**LISTED ENTRIES**
---------------
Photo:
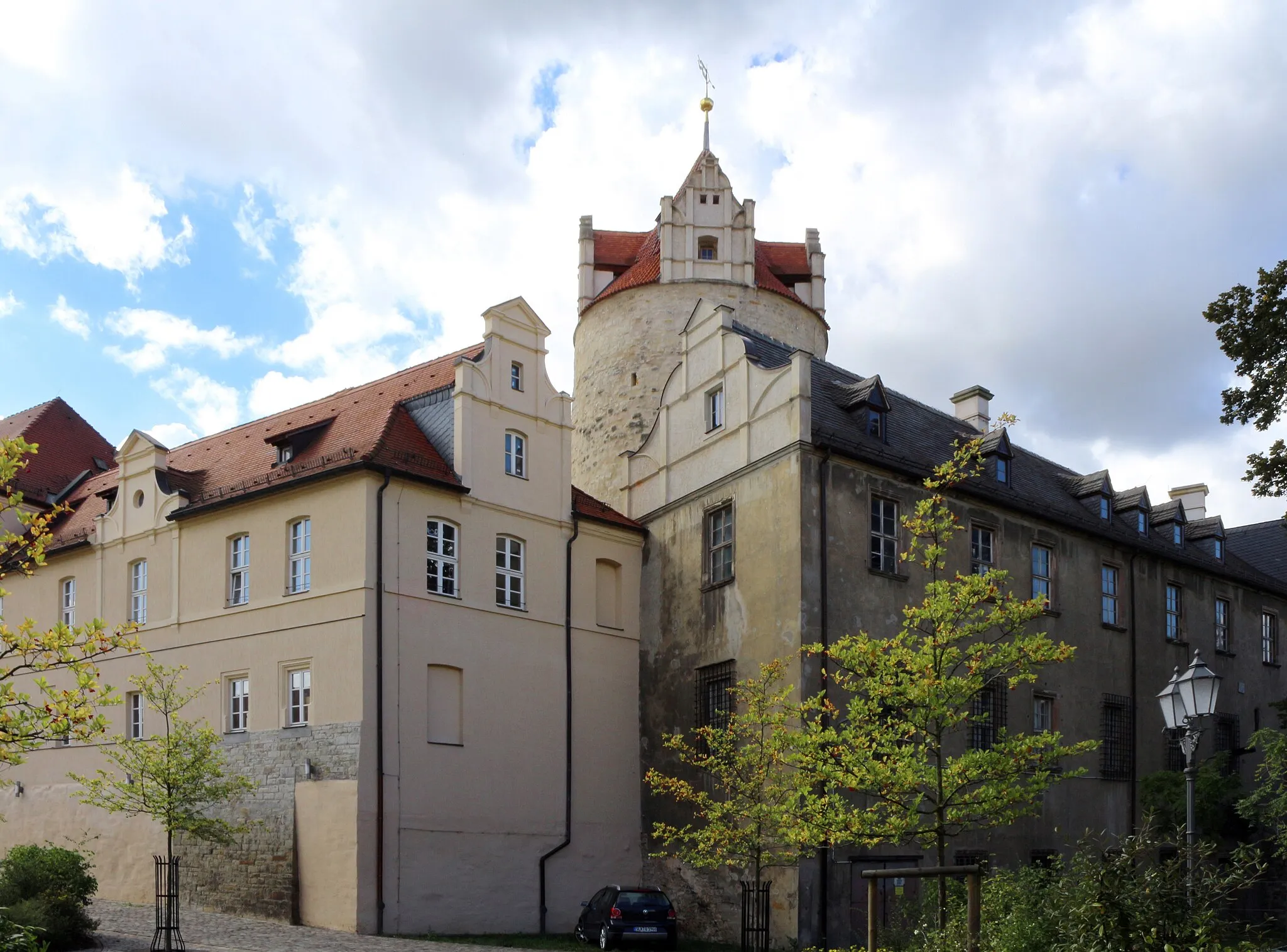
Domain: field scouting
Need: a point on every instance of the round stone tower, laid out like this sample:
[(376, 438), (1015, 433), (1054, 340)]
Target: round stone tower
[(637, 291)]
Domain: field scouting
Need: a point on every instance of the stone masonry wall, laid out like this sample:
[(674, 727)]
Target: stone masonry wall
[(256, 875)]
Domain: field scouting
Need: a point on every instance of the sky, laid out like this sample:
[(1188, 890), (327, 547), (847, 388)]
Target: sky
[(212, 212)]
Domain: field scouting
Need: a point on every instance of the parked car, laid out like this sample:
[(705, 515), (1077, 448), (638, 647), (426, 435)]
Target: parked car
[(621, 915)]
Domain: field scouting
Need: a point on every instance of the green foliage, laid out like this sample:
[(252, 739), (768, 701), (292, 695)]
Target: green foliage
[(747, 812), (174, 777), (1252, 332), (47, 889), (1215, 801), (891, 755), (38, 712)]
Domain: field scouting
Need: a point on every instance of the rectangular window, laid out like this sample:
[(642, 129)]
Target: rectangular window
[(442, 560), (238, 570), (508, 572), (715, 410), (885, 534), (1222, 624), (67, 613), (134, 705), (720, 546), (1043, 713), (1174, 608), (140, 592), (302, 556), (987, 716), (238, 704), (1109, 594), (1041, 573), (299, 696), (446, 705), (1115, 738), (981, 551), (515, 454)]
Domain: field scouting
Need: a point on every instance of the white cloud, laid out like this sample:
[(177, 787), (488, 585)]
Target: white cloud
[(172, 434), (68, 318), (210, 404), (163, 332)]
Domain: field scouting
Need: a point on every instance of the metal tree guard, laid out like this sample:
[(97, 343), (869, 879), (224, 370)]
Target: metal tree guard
---------------
**STATED PROBLEM**
Reproduce every entry above verbatim, leaving out the pictures.

**THE REPLY**
Photo:
Domain: field scouting
Need: a point on every instance of the round stone tower, laid out like this sample:
[(376, 438), (1015, 433), (1054, 340)]
Target: round stone tower
[(637, 291)]
Domain: field scouting
Need: a point on every instance of the stone masonry wall, laid out like this sample:
[(674, 727)]
Target: stone masonry wall
[(256, 875)]
Domain: field scouting
Need: a point on every instance of the sky, laid out like this sample:
[(1188, 890), (327, 547), (847, 388)]
Target: sky
[(212, 212)]
Domain: field scouting
Need: a point on every instance of the parked car, laid out like this sample:
[(705, 515), (1077, 448), (638, 647), (426, 435)]
Target: parked car
[(621, 915)]
Domain: field scouting
Need: a point on every instance of the green foliage, laid out like this sample:
[(252, 739), (768, 701), (292, 695)]
Target: green foliage
[(747, 812), (174, 777), (1252, 332), (47, 889), (1215, 801), (891, 755), (38, 712)]
Domain: field scouting
Need: a point on every instance of the rectangular window, laid out like this sample:
[(642, 129)]
Target: rectangular window
[(442, 560), (238, 570), (508, 572), (715, 410), (885, 534), (1222, 624), (67, 613), (134, 705), (720, 546), (1043, 713), (1174, 608), (140, 592), (302, 556), (987, 716), (238, 704), (1109, 594), (1041, 573), (299, 696), (446, 705), (1115, 738), (981, 551), (515, 454)]
Domain: field scouting
Need: a point on every instance of the white cloud, laid out like this sample:
[(177, 787), (488, 585)]
Target: white cloud
[(172, 434), (68, 318), (210, 404), (163, 332)]
Domain: field scouting
Need: a point on every instance of the metal tree guard, laid out like this sample:
[(97, 343), (869, 879), (224, 370)]
Target: metal tree guard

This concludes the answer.